Exercise goal: Set down all of the data that follows word for word, without the images.

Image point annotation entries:
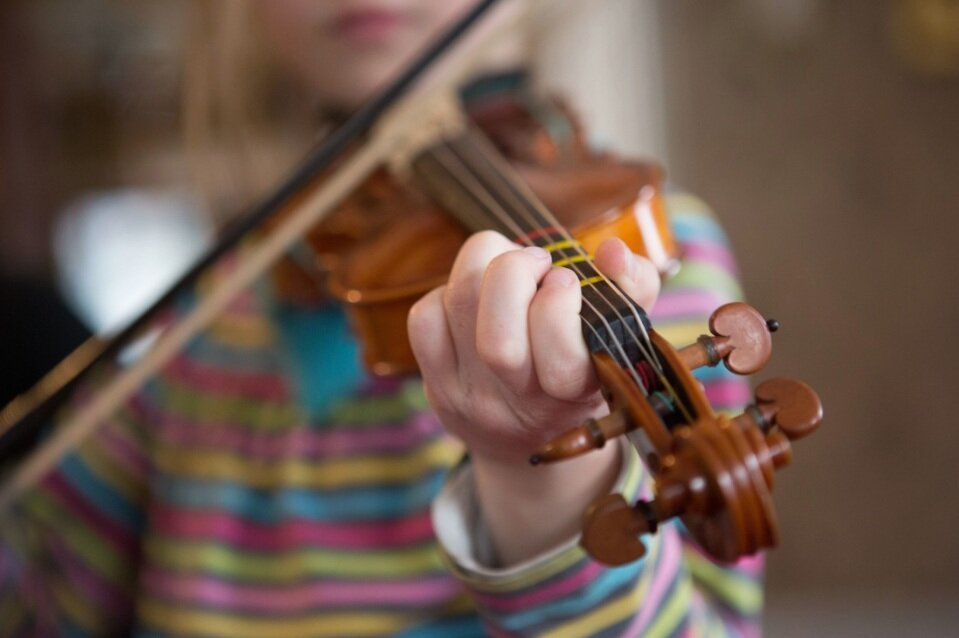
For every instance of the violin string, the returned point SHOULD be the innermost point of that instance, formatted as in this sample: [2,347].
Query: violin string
[525,197]
[460,173]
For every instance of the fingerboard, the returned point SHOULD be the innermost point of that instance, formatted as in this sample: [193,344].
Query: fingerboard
[469,177]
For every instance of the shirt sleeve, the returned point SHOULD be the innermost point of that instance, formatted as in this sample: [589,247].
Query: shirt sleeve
[675,587]
[69,547]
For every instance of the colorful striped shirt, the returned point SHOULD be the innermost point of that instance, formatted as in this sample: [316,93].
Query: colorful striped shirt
[217,503]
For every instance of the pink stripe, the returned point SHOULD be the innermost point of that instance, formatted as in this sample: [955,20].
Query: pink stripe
[199,590]
[728,393]
[711,254]
[300,442]
[125,454]
[292,534]
[100,524]
[214,379]
[553,591]
[667,569]
[104,595]
[679,305]
[751,566]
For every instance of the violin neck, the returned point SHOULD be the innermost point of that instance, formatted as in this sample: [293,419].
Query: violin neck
[475,184]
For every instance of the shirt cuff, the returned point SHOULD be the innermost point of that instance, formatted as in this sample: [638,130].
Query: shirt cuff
[464,536]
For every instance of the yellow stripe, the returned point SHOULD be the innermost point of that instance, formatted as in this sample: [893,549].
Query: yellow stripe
[575,259]
[737,590]
[562,245]
[591,281]
[210,465]
[616,611]
[229,563]
[671,613]
[89,546]
[180,621]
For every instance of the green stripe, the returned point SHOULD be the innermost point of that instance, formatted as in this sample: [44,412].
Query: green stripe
[694,276]
[738,591]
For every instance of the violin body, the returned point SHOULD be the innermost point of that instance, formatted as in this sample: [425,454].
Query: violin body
[411,241]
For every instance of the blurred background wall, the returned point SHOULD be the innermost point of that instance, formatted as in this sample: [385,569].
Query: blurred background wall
[825,133]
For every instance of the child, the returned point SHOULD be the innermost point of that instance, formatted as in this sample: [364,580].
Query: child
[263,485]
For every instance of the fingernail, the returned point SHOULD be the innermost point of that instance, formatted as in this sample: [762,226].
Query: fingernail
[632,267]
[537,252]
[562,278]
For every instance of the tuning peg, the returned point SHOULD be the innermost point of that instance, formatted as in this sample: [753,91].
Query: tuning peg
[612,528]
[741,340]
[787,404]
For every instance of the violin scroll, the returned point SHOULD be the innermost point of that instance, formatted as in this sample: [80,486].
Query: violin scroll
[713,472]
[717,479]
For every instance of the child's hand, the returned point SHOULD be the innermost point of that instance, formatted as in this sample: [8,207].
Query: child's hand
[500,346]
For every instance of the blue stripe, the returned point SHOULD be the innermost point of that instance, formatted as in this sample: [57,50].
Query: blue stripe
[606,586]
[271,507]
[105,498]
[465,626]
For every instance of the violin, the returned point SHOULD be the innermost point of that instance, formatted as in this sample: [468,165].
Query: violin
[713,472]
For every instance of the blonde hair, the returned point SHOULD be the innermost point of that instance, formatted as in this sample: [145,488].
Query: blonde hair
[243,124]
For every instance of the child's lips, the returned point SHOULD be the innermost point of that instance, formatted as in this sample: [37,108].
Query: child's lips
[369,25]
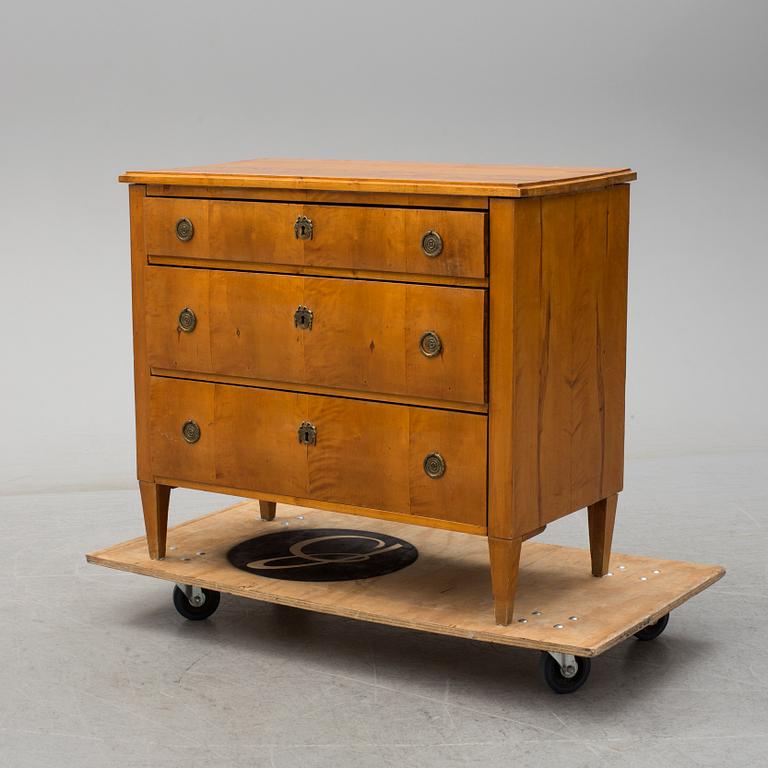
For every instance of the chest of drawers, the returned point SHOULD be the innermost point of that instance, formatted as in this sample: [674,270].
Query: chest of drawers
[437,344]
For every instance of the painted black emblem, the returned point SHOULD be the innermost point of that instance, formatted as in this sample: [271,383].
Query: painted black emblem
[322,554]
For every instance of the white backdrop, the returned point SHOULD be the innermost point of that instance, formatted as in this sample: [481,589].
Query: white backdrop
[676,90]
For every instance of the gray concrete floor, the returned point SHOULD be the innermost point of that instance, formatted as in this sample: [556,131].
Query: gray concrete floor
[96,667]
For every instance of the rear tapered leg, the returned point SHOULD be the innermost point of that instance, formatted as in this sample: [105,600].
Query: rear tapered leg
[154,500]
[505,564]
[268,509]
[602,516]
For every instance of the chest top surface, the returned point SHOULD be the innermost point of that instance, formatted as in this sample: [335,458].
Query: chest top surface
[395,177]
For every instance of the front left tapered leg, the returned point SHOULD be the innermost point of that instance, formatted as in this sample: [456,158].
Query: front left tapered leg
[602,516]
[268,509]
[505,564]
[154,500]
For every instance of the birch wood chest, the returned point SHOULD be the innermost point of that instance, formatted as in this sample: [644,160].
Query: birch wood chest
[442,345]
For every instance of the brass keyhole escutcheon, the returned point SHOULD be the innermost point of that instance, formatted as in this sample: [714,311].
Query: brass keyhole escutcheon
[302,318]
[190,430]
[303,229]
[307,433]
[434,465]
[430,344]
[185,230]
[432,244]
[187,320]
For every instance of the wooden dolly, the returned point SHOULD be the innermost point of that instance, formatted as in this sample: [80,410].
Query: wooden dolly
[560,610]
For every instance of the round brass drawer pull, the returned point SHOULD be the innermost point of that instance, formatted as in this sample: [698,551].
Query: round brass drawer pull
[430,344]
[307,433]
[303,229]
[185,230]
[434,465]
[191,431]
[187,320]
[432,244]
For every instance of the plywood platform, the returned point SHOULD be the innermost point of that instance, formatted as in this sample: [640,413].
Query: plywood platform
[447,590]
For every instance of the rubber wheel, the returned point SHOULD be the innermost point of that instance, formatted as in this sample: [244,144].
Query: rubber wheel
[652,631]
[554,678]
[195,612]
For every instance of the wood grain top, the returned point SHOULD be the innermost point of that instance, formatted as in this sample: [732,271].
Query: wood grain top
[394,177]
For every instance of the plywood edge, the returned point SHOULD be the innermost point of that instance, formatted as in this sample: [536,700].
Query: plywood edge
[713,574]
[452,630]
[609,611]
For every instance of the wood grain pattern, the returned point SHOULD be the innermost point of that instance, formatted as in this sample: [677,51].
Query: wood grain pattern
[317,389]
[155,499]
[388,177]
[293,195]
[601,516]
[560,350]
[136,195]
[367,454]
[505,564]
[447,590]
[356,237]
[365,335]
[314,271]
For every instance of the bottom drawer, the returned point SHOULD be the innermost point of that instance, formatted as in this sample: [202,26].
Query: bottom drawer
[363,454]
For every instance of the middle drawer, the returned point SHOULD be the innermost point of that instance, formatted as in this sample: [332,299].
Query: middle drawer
[396,338]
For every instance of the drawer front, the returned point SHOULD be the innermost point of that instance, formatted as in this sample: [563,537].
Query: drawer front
[365,454]
[364,335]
[349,237]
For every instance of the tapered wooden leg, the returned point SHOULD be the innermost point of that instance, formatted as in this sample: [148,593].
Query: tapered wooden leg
[268,509]
[505,563]
[602,516]
[154,500]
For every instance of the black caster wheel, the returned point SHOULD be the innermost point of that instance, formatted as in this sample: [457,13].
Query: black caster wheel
[652,631]
[211,600]
[566,681]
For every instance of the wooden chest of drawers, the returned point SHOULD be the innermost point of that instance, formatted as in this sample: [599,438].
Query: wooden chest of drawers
[437,344]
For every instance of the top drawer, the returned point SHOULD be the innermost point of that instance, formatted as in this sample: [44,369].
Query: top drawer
[401,240]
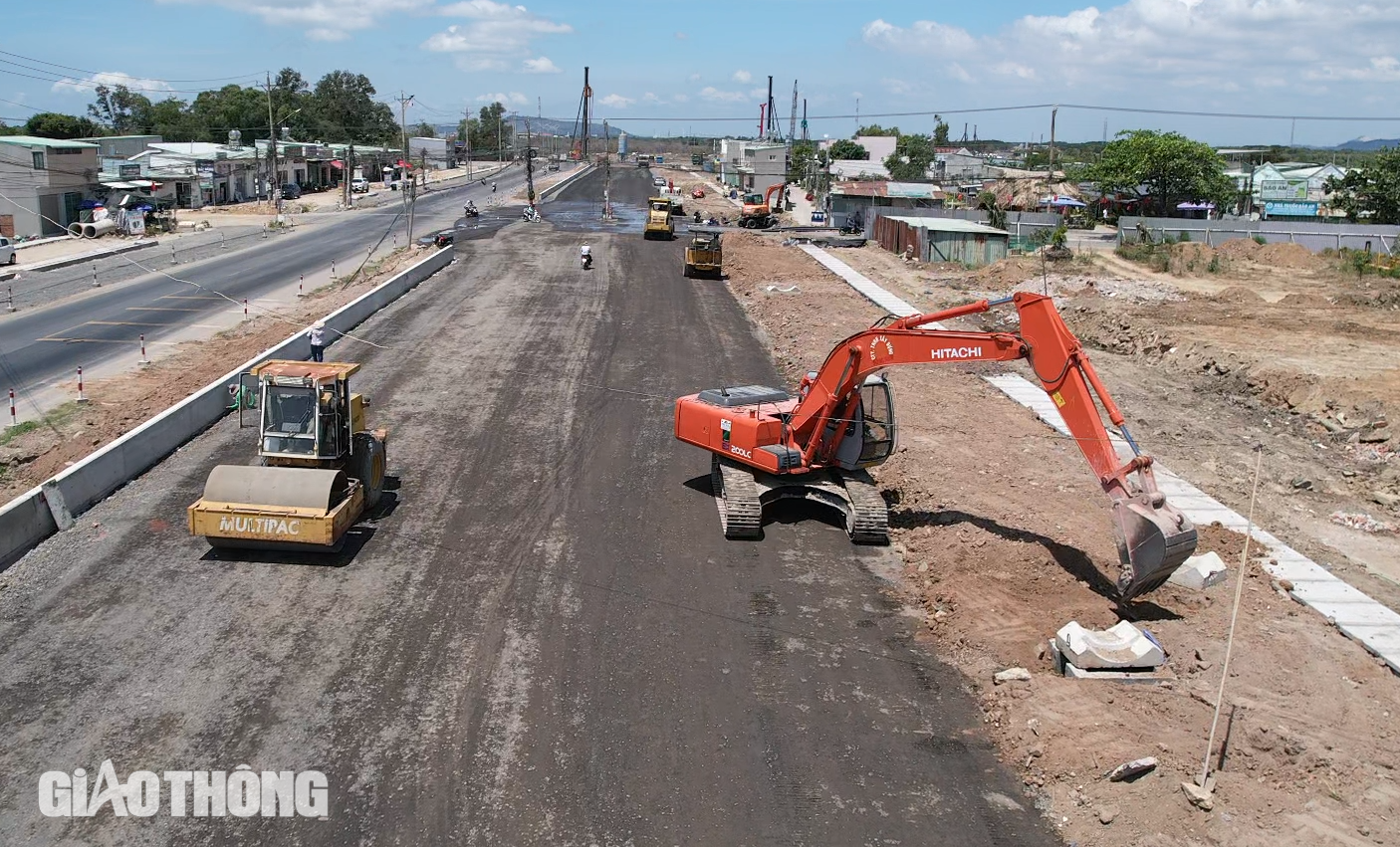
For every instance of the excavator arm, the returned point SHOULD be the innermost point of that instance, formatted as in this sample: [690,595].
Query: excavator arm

Answer to the task:
For every instance of the violin string, the returned point SHOULD be the innermost point of that instance, formatted as in this sample: [2,347].
Query: violin string
[525,197]
[460,173]
For every instance of the fingerboard, the returned point SHOULD be the innermost point of that instance, formatted as in this sample: [193,344].
Query: fingerboard
[469,177]
For every instance of the shirt sleeve, the returned point SHOULD be the innermost point of that instance, formatted as in this sample: [589,247].
Query: shirt sleeve
[675,587]
[69,547]
For every instance of the colorful striped shirt, the returned point SHOULD be the innermost point of that instance, formatted as in this sample: [316,93].
Query: colorful striped shirt
[217,503]
For every instance of the pink stripe, the returned point SHOULD be the innermost point of that instance, formatted as in this sample: [955,20].
Query: pink stripe
[199,590]
[728,393]
[711,254]
[300,442]
[125,454]
[292,534]
[100,524]
[214,379]
[553,591]
[667,569]
[104,595]
[679,305]
[751,566]
For every instance of the violin neck, the returned point SHOULD be the innermost point of that instance, formatted as in this sample: [293,419].
Query: violin neck
[475,184]
For every instance of the shirt cuff, the returned point SHOULD be the innermost point of that instance, formatted as in this sample: [638,130].
Query: shirt cuff
[464,536]
For every instance of the yellow stripe, the returned point SHOULD be the innermost point of that instance, formatted as in this sample: [893,549].
Query: yellow stripe
[575,259]
[737,590]
[562,245]
[591,281]
[210,465]
[616,611]
[229,563]
[671,613]
[89,546]
[180,621]
For every instance of the green stripe, the returned point SHOULD be the innermost point of that instance, formatted as in this sample: [44,412].
Query: green stripe
[694,276]
[738,591]
For every instance of the violin body, the returned point SHOULD be the innermost point of that instance, formatted as in this sample: [425,454].
Query: violin body
[411,241]
For every instance of the blurred background wall, the returned point SHOULD be the innermost point of that instance, formatted as in this sample: [385,569].
Query: blurred background wall
[825,133]
For every instance of the child, the returned point SHOULD be the innermost point of that instance, formatted as in this sample: [364,580].
Query: child
[263,485]
For every instance of the fingernail, the returned point SHOULD be the innermost point of that instance, formatted as in this sample: [762,226].
Query: fingernail
[632,267]
[537,252]
[562,278]
For every instance of the tuning peg, the returned point SHOULD be the innermost point of that instance, formatted as in this sample: [753,91].
Query: tuning peg
[612,528]
[741,340]
[787,404]
For every instance of the violin scroll, the returned point SHOULD be the innermost point of that instance, formatted as in this sample: [80,486].
Query: violin scroll
[713,472]
[717,479]
For every instance of the child's hand, the returned point SHOULD be the innermost point of that instance, formatted as in this sample: [8,207].
Query: child's hand
[500,346]
For every instance of the blue stripe, the returned point SHOULD be the innermost point of that instance, formatted as in this sample: [57,50].
Query: blue stripe
[606,586]
[271,507]
[105,498]
[465,626]
For every instance of the violin, the returned point SHOULD be the innermost point of that instance, formatted as in this sample: [468,165].
Query: violin
[713,472]
For every instance of the blonde hair, the returned point SHOULD be the innermost point of that instance, formatted as in this sample: [145,488].
Query: blonde hair
[243,124]
For every instance of the child's lips, the returned point SHOULD be the innermost point of that instance, formatted as in this sample: [37,108].
Query: child's lips
[369,25]
For every instance of the chest of drawers, the returned point SHOULD be the innermost point of that instance, formatted as in this sample: [674,270].
Query: chest of drawers
[437,344]
For every instance of the painted black emblem, the returned point SHOULD be the innermost point of that instance, formatted as in this sample: [271,383].
Query: painted black emblem
[322,554]
For every instance of the white backdrop, the returned point SHOULD be the innermost point of that instance, formatted as in this sample: [481,589].
Query: white backdrop
[676,90]
For every instance of the gray concrete floor, the returned point SHOULD be the innermost point of that instance, formatted as in this sample: [556,131].
Query: gray concrete floor
[96,667]
For every instance of the rear tapered leg, the returned point SHOULD be the innermost point of that instance, formatted as in this sample: [105,600].
Query: rear tapered leg
[154,500]
[505,564]
[268,509]
[602,516]
For every instance of the chest top surface, the returned point SHOULD be the innermost point of that instance, formatted as in this sample: [335,458].
Query: chest top surface
[395,177]
For every instance of the front left tapered leg, the returned point SHOULD be the innermost point of that instance, formatted as in this sample: [456,158].
Query: front left tapered leg
[602,516]
[268,509]
[505,564]
[154,500]
For every instance of the birch wood chest, the returned point SHOULD be the innermost point of that instance, formatted as in this sample: [644,160].
Query: birch wood chest
[442,345]
For every instance of the brass keyhole escutcheon, the returned point SHOULD be the innermost point of that instance, formatted as in this sample: [714,311].
Query: brass keyhole escutcheon
[302,318]
[190,430]
[303,229]
[307,433]
[434,465]
[430,344]
[185,230]
[432,244]
[187,320]
For every instance of the wooden dolly, the returned point SHOULD be the innermost point of that instance, formatted as in this sample: [80,410].
Query: wooden dolly
[560,610]
For every instance of the round brass drawer pull, the returned point SHOULD be the innermost point of that instance, formatted as in this sample: [698,551].
Query: round brass drawer pull
[430,344]
[307,433]
[303,229]
[185,230]
[434,465]
[191,431]
[187,320]
[432,244]
For every instance of the plywood platform, the returned point SHOULD be the innermost point of that instance, formatted as in this sample: [640,413].
Query: plywood platform
[447,590]
For every instance of the rubber wheel, the returned point SHOULD be the innermost point of that instance, formatted as in this sample: [244,144].
Query: rubber wheel
[652,631]
[554,678]
[195,612]
For every instance of the wood grain top, the returned point SHOULD be the innermost point of that instance, formatted as in this sample: [732,271].
Query: wood grain top
[394,177]
For every instance of the plywood edge, the returned point SHOULD be the innermost point of that instance, formatted as in this sample: [536,700].
Query: plywood edge
[713,574]
[452,630]
[609,611]
For every instance of the wood grain pattern, the returned point SHOULD be the innermost point of that instance, formatted as in this sample: [677,51].
Query: wood grain pattern
[317,389]
[155,499]
[388,177]
[293,195]
[601,516]
[560,350]
[136,195]
[367,454]
[505,564]
[447,590]
[356,237]
[365,335]
[314,271]
For every instance of the bottom drawer, the returned point SHOULD be the innermost point of that instance, formatted as in this sample: [202,26].
Query: bottom drawer
[363,454]
For every instance of the middle drawer, the returned point SHOULD be the innermost point of that instance, formatted as in this sample: [332,299].
Query: middle drawer
[396,338]
For every instance of the drawer front, the returned point SHOULD be the innermost point of that instance, formatted as in this sample: [563,537].
Query: drawer front
[365,454]
[364,335]
[349,237]
For every instance of the tapered wooden leg, the returned point SHOULD be the innermost point of that instance, formatted as in this sample: [148,593].
Query: tapered wooden leg
[268,509]
[505,563]
[602,516]
[154,500]
For every instance of the black caster wheel, the returned point SHOULD be the innermost point of that instance, formatted as in this sample: [457,13].
Query: black caster wheel
[652,631]
[211,600]
[566,681]
For every instance of the wooden chest of drawers, the returned point SHOULD be the innermost point of that instance, formatted as in this sample: [599,438].
Query: wooden chest of drawers
[437,344]
For every instance of the top drawer, the returned point SHOULD be the innermost point of that instance, formatted as in this sample: [44,369].
Query: top drawer
[401,240]
For every instance of the excavator arm, the returned point SHOULD be the innermost point of that instance, formatted as in this sample: [690,595].
Query: excavator arm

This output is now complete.